■ Work request A ■
Please answer these questions about the methyltransferase text, marking each answer with its matching number:
(i) Which program was used to define the SET domains in the full CsHKMT sequences?
(ii) How many S. mansoni proteins were included in the phylogenetic analysis?
(iii) What program was used to construct the unrooted maximum likelihood tree?
■ Work request B ■
Carry on writing the methyltransferase text, picking up after its last sentence.

■ Text ■
Comparison of SET domain sequences conserved in the Clonorchis sinensis histone lysine methyltransferase (CsHKMT) proteins. The amino acid (aa) sequences of CsHKMT SET domains, which were defined in the full CsHKMT sequences using the SMART program, were aligned against one another for comparison of their primary structures. The degrees of the aa conservations are highlighted in different shades of grey, and gaps represented by dots were introduced in the alignment to increase the similarity values. The short aa signatures of the SET domain involved in the binding of S-adenosyl methionine (SAM) and histone Lys are presented above the alignment (Motifs I–IV). The solid triangle indicates the invariant Tyr forming H-bond/van der Waals interaction with the ε-amino group of histone Lys. Open arrowheads represent the positions of Gly, Asn, and His participating in the formation of the non-covalent bonds with SAM molecule.

Phylogeny of the helminth SET-HKMTs

The genomes of the helminth species encoded diverse SET-HKMTs, although some entries were not completely predicted (entries marked with asterisks in Table 1). The evolutionary relationships of these SET-HKMT orthologs were examined via phylogenetic analysis based on their SET domain sequences (21, 16, 18, 28, 4, 14, and 25 proteins from C. sinensis, S. mansoni, E. granulosus, H. microstoma, S. mediterranea, G. pallida, and human, respectively). As shown in Fig. 2, helminth proteins were clustered into tight clades together with human proteins, consistent with their respective names, whereas some clades, such as NSD2, SMYD4, SMYD5, and SETD4 comprised only helminth proteins. In addition, the genes encoding EHMT1 and SMYD4 had been specifically multiplied in G. pallida (solid arrowhead in Fig. 2) and H. microstoma (open arrowhead), respectively. Considering the fact that a considerable number of SET-HKMTs lacking the SET domain were excluded in the phylogenetic analysis, the major SET-HKMT clades were likely to have diverged early in bilaterian evolution, at least prior to the divergence of deuterostomes and protostomes.

Fig. 2

Phylogeny of Clonorchis sinensis histone lysine methyltransferases (HKMTs) and their platyhelminth and nematode orthologs. The amino acid sequences of HKMT SET domains identified in trematodes (C. sinensis [red] and Schistosoma mansoni [orange]), cestodes (Echinococcus granulosus [blue] and Hymenolepis microstoma [purple]), turbellarian (Schmidtea mediterranea [brown]), nematode (Globodera pallida [green]), and human (black) were aligned and used in the phylogenetic analysis. The unrooted maximum likelihood tree was constructed using PhyML. Branch support values obtained using the Shimodaira-Hasegawa-like approximate likelihood ratio test are indicated at the corresponding branching nodes. Proteins, coding genes of which appeared to be expanded specifically in G. pallida and H. microstoma, are indicate with solid and open arrowheads, respectively. The solid circles indicate C. sinensis proteins selected for the gene expression analyses.

■ Data for analysis ■
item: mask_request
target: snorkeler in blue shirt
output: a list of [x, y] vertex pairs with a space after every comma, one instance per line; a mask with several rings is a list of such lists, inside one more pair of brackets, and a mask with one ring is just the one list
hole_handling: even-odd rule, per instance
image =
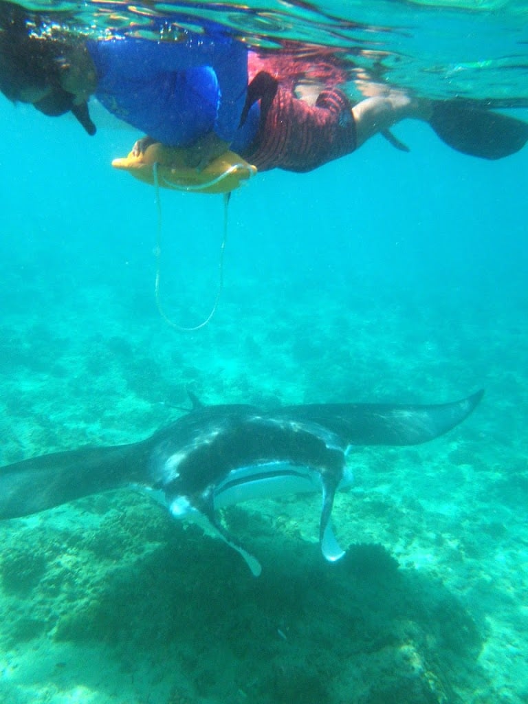
[[[212, 31], [182, 31], [153, 42], [132, 37], [89, 41], [95, 66], [95, 96], [111, 113], [169, 146], [244, 149], [256, 132], [258, 106], [244, 126], [240, 118], [248, 86], [247, 49]], [[244, 139], [246, 137], [246, 139]]]
[[265, 61], [249, 82], [246, 45], [216, 25], [198, 34], [161, 20], [158, 42], [125, 34], [93, 40], [62, 29], [51, 38], [30, 31], [44, 20], [0, 0], [0, 90], [46, 115], [71, 111], [91, 134], [87, 100], [95, 94], [148, 135], [134, 149], [153, 142], [184, 147], [189, 167], [230, 149], [259, 170], [311, 170], [379, 132], [405, 149], [389, 130], [407, 118], [483, 158], [507, 156], [528, 140], [525, 122], [482, 101], [413, 99], [387, 87], [352, 104], [339, 86], [326, 86], [310, 104], [281, 85], [280, 61], [268, 71]]

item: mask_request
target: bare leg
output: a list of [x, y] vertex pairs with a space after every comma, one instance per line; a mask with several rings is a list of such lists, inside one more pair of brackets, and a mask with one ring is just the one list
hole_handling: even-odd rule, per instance
[[430, 101], [425, 98], [409, 98], [394, 92], [386, 96], [375, 96], [362, 100], [352, 108], [356, 122], [357, 146], [378, 132], [389, 130], [401, 120], [410, 118], [428, 121], [432, 114]]

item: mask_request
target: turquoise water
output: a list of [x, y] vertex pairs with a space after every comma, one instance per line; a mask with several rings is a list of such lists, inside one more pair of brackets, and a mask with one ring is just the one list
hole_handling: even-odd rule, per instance
[[[407, 57], [387, 81], [436, 95], [463, 75], [466, 96], [522, 101], [504, 61], [526, 62], [524, 6], [488, 8], [320, 4], [331, 32], [277, 3], [252, 22], [270, 46], [405, 25], [370, 32]], [[231, 199], [218, 311], [181, 334], [155, 304], [153, 189], [110, 166], [138, 135], [99, 117], [89, 137], [0, 99], [0, 464], [146, 437], [188, 388], [210, 403], [486, 395], [431, 443], [354, 451], [334, 565], [318, 496], [229, 512], [258, 579], [133, 492], [4, 522], [0, 700], [526, 702], [528, 147], [484, 161], [407, 121], [408, 153], [375, 137], [310, 174], [258, 175]], [[161, 198], [161, 295], [191, 325], [215, 295], [222, 199]]]

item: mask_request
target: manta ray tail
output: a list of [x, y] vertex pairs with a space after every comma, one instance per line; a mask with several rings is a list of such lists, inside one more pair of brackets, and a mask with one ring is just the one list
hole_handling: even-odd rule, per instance
[[0, 468], [0, 519], [28, 515], [140, 481], [142, 444], [82, 448]]

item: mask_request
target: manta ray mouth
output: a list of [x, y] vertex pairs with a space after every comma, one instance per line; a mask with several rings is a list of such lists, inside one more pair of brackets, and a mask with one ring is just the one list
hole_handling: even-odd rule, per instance
[[215, 509], [251, 499], [320, 490], [321, 475], [308, 467], [276, 461], [233, 470], [214, 490]]

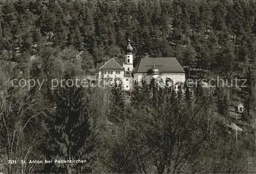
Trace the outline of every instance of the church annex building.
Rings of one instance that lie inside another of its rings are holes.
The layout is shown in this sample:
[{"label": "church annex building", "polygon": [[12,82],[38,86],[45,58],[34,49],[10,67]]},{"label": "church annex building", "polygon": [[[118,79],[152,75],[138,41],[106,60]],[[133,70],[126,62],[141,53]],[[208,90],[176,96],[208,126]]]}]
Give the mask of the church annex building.
[{"label": "church annex building", "polygon": [[113,81],[115,78],[121,80],[125,90],[132,89],[135,81],[140,82],[143,77],[148,82],[152,78],[161,78],[174,84],[185,82],[185,71],[175,58],[142,58],[134,68],[133,49],[128,38],[122,66],[113,58],[105,63],[98,63],[96,78],[103,79],[104,82]]}]

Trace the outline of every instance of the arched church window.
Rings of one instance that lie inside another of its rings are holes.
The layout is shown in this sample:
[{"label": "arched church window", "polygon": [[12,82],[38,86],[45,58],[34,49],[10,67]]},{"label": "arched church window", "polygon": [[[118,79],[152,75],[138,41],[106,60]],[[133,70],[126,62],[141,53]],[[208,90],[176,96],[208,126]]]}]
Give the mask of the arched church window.
[{"label": "arched church window", "polygon": [[172,83],[172,80],[170,80],[170,79],[167,78],[167,79],[165,80],[165,82],[166,82],[166,83]]}]

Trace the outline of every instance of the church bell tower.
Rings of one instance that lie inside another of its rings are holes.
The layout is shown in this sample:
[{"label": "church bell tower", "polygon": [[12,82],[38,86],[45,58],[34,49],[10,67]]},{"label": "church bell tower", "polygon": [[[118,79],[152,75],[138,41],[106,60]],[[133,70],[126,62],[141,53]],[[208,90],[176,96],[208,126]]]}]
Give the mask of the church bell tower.
[{"label": "church bell tower", "polygon": [[125,61],[124,62],[124,71],[132,71],[133,69],[133,47],[131,45],[131,40],[129,37],[127,39],[127,47],[125,51]]}]

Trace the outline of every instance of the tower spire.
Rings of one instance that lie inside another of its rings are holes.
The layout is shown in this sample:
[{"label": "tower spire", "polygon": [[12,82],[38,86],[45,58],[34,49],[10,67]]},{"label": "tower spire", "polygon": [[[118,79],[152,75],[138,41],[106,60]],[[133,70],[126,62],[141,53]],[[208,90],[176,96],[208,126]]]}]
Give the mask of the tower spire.
[{"label": "tower spire", "polygon": [[133,48],[131,45],[131,40],[130,39],[129,36],[128,36],[127,39],[127,47],[126,47],[126,53],[127,54],[132,54],[133,50]]}]

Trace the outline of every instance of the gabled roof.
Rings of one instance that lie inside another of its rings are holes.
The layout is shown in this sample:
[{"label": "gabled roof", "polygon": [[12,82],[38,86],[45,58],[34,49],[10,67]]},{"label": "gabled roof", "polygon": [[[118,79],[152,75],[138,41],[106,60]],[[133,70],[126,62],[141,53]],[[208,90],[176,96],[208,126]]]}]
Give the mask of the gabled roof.
[{"label": "gabled roof", "polygon": [[111,58],[99,67],[98,69],[99,70],[123,70],[123,68],[114,58]]},{"label": "gabled roof", "polygon": [[146,73],[153,65],[161,73],[185,73],[175,58],[142,58],[133,71],[133,73]]}]

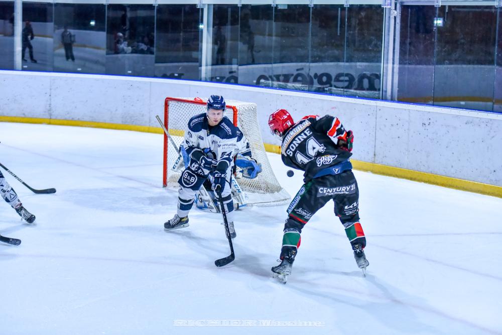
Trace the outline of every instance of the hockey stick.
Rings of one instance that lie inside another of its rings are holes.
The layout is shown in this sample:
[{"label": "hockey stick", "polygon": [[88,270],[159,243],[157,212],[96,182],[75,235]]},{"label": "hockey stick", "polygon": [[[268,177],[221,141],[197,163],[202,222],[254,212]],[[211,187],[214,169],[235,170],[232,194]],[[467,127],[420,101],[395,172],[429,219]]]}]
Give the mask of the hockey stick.
[{"label": "hockey stick", "polygon": [[19,245],[21,244],[21,240],[19,239],[7,237],[6,236],[2,236],[2,235],[0,235],[0,242],[8,243],[12,245]]},{"label": "hockey stick", "polygon": [[225,230],[226,231],[226,237],[228,239],[228,244],[230,245],[230,255],[220,258],[214,261],[214,265],[219,267],[224,266],[229,263],[233,261],[235,259],[235,255],[233,253],[233,244],[232,243],[232,238],[230,236],[230,229],[228,228],[228,220],[226,219],[226,213],[225,212],[225,207],[223,203],[223,197],[221,196],[221,192],[217,191],[218,197],[219,200],[220,206],[221,207],[221,213],[223,214],[223,221],[225,223]]},{"label": "hockey stick", "polygon": [[173,165],[173,170],[176,170],[176,168],[178,167],[178,164],[180,162],[180,160],[181,159],[181,152],[180,152],[179,149],[178,149],[178,146],[176,146],[176,143],[175,143],[174,140],[173,139],[173,138],[171,137],[170,135],[169,135],[169,132],[166,128],[166,126],[165,126],[164,123],[162,123],[162,121],[160,119],[160,117],[159,117],[159,115],[155,115],[155,117],[157,118],[157,121],[159,121],[159,123],[160,123],[160,126],[162,127],[162,129],[164,130],[164,132],[166,133],[166,135],[167,136],[169,140],[171,141],[171,144],[173,144],[173,146],[174,147],[176,152],[178,152],[178,158],[176,159],[176,161],[174,162],[174,164]]},{"label": "hockey stick", "polygon": [[26,183],[25,183],[24,182],[23,182],[23,180],[21,178],[20,178],[17,176],[16,176],[16,175],[15,175],[14,174],[14,173],[12,172],[12,171],[11,171],[11,170],[9,170],[8,169],[7,169],[7,168],[6,167],[6,166],[4,165],[2,163],[0,163],[0,166],[1,166],[2,168],[3,168],[4,169],[4,170],[5,170],[7,172],[8,172],[9,173],[10,173],[11,175],[12,175],[12,176],[14,176],[14,177],[15,178],[16,178],[16,179],[18,180],[18,182],[19,182],[20,183],[21,183],[21,184],[22,184],[23,185],[24,185],[25,186],[26,186],[28,188],[30,189],[30,190],[31,192],[33,192],[34,193],[35,193],[36,194],[50,194],[50,193],[56,193],[56,189],[45,189],[44,190],[35,190],[35,189],[33,189],[33,188],[30,187],[29,185],[28,185],[27,184],[26,184]]}]

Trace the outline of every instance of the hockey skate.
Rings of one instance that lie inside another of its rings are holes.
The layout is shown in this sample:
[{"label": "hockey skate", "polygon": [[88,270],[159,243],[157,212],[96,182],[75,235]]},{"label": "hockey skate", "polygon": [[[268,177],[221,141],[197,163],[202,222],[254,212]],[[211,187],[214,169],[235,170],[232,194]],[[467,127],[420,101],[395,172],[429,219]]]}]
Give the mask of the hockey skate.
[{"label": "hockey skate", "polygon": [[33,223],[35,221],[35,215],[28,212],[22,205],[14,209],[19,214],[19,216],[21,217],[21,219],[25,220],[28,223]]},{"label": "hockey skate", "polygon": [[188,217],[180,218],[178,214],[175,214],[174,217],[164,224],[164,229],[166,230],[173,230],[188,227]]},{"label": "hockey skate", "polygon": [[[225,223],[222,222],[221,224],[224,225]],[[230,237],[232,240],[237,237],[237,233],[235,232],[235,228],[233,227],[233,221],[228,223],[228,230],[230,231]],[[226,229],[225,229],[225,234],[227,237],[228,237],[228,234],[226,233]]]},{"label": "hockey skate", "polygon": [[274,277],[283,284],[286,284],[288,281],[288,276],[291,274],[293,260],[290,261],[289,257],[284,257],[282,261],[280,259],[277,260],[277,261],[280,261],[281,264],[272,267]]},{"label": "hockey skate", "polygon": [[369,265],[369,262],[366,259],[366,255],[364,255],[364,251],[362,249],[362,245],[357,243],[352,246],[352,250],[354,250],[354,258],[355,259],[355,262],[357,263],[357,266],[362,270],[362,275],[366,277],[366,267]]}]

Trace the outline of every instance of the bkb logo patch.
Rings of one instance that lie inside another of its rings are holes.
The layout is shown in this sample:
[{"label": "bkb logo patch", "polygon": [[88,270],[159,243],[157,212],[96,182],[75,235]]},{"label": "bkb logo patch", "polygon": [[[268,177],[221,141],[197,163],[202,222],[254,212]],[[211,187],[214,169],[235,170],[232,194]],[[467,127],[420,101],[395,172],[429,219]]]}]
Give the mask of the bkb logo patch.
[{"label": "bkb logo patch", "polygon": [[183,186],[186,187],[193,186],[196,182],[197,176],[188,170],[185,171],[181,176],[181,183],[183,183]]}]

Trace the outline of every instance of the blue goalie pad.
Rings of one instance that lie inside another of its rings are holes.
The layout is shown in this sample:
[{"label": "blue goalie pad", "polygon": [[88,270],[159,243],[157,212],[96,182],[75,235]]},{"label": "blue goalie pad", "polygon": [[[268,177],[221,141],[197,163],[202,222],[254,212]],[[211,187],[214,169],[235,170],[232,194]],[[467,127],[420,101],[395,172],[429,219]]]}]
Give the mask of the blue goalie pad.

■ Task output A ■
(i) SMART
(ii) 16
(iii) PhyML

■ Task output B ■
Retrieving DOT1 protein sequences from the helminth proteomes

BLASTp searches using the aa sequence of human DOT1 (1,537 aa; GenBank accession number NP_115871.1) retrieved a single non-redundant protein from each of the trematode and cestode proteomic databases in the GenBank (E-value <2×10−11). Similar to SET-HKMTs, the lengths of these helminth proteins also varied ranging from 218 (Schistocephalus solidus DOT1; VDL97768.1) to 1,756 aa (E. granulosus DOT1; XP_024351501.1), the majority of which were likely to be partial. In the C. sinensis database, 2 proteins with 1,243 (RJW63735.1) and 1,704 (GAA52952.1) overlapping aa sequences significantly matched to the human DOT1 protein (E-values, 1×10−109 and 3×10−105, respectively). No homologous protein was retrieved from the current S. mediterranea proteome. A similarity search of the entire genomic sequences of the turbellaria using tBLASTn algorithm isolated several short DNA segments, of which theoretically translated proteins were matched to the human protein (query coverage <14.0%). Given the low coverage and/or the locations of matched sequences in the 3′-terminus of respective contigs as well as the low SET-HKMT protein number, the retrieval failure occurred probably due to the incomplete assembly of the flat worm genome.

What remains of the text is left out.